* _Excerpt_:
== Segment start ==

Nairobi News


Why cash crisis looms at University of Nairobi

By OUMA WANZALA February 16th, 2017 2 min read

There is a looming financial crisis at the University of Nairobi following the decision by the government to reduce its annual funding from Sh6.2 billion in the current financial budget to Sh4.5 starting July 2017.

This is due to the introduction of differenced unit costs (DUC) set to be implemented in July in which funding of public universities will now be based on the cost of running academic programmes instead of the number of students enrolled.

This means universities offering courses such as medicine, dentistry, engineering, architecture and law will receive more cash for tuition compared with those largely offering arts and humanities.

The DUC funding formula is determined by the actual costs of running a programme and ensures universities get realistic financial allocations to fund respective academic programmes.


The University of Nairobi is now warning that the reduction in government funding will lead to staff layoffs, closing of core university programmes and possible shutdown of university operations.

“The implementation of DUC will impact on university budget since it was carried out without university involvement as previously agreed.

“Further, the figures applied for differentiated unit cost did not take into account the university’s input,” states a report by the university.

The report indicates that the university will have a shortfall of Sh1.7 billion per year, which will translate to Sh142 million per month.

“The implications will be inability by the university to fund critical programmes e.g staff costs [of] Sh770 million per month.

“[There are] expected staff costs shortfall per month of Sh392 million as a consequence and this will lead to possible staff layoffs,” states the report.


The new directive is based on the recommendations of a task force on university funding that was chaired by the vice-chancellor of the Technical University of Kenya, Prof Francis Aduol.

The report established that it costs Sh600,000 to train a dentist, while medicine costs Sh576,000, veterinary medicine Sh468,000, pharmacy Sh432,000 and a general art degree Sh144,000.

Currently, the government allocates a uniform figure of Sh120,000 for every student enrolled in a public university, an allocation that has been in force for more than 20 years.

== Segment end ==

Stored items from a collection
== Segment start ==

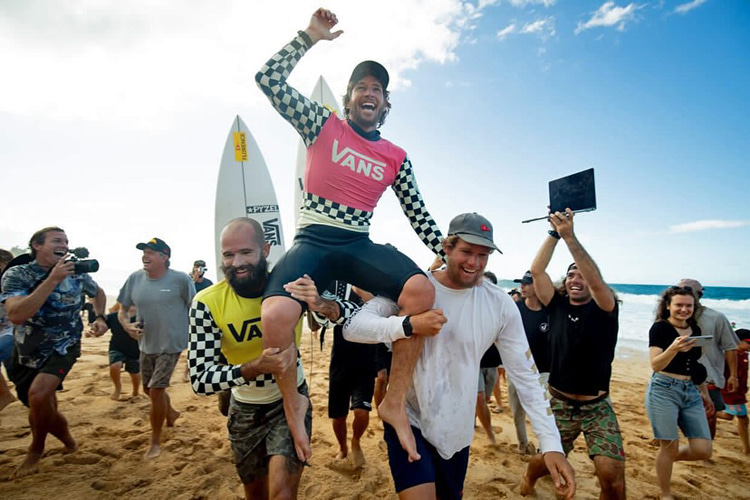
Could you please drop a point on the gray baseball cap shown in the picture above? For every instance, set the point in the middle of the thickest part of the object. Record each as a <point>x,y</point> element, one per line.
<point>473,228</point>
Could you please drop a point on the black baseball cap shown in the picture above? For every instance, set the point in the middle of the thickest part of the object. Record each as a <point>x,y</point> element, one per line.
<point>526,280</point>
<point>370,68</point>
<point>156,245</point>
<point>473,228</point>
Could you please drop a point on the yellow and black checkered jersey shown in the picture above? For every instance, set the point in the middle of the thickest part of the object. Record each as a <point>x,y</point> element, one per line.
<point>223,323</point>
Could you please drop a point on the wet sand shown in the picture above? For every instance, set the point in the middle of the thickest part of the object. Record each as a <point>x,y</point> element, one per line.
<point>196,459</point>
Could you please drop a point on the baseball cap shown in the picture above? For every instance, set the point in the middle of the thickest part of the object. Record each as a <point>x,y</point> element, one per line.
<point>473,228</point>
<point>156,245</point>
<point>370,68</point>
<point>526,280</point>
<point>694,284</point>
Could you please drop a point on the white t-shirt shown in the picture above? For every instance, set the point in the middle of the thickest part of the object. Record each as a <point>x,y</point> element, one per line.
<point>441,400</point>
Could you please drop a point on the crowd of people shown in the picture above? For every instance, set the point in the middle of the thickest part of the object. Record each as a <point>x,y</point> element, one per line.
<point>425,345</point>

== Segment end ==

* _Exercise objective_: Could you revise the University of Nairobi funding article, starting at "The new directive" and ending at "Prof Francis Aduol.", so that "task force" becomes "committee"? This data comes from a different source than the text.

* _Answer box_:
The new directive is based on the recommendations of a committee on university funding that was chaired by the vice-chancellor of the Technical University of Kenya, Prof Francis Aduol.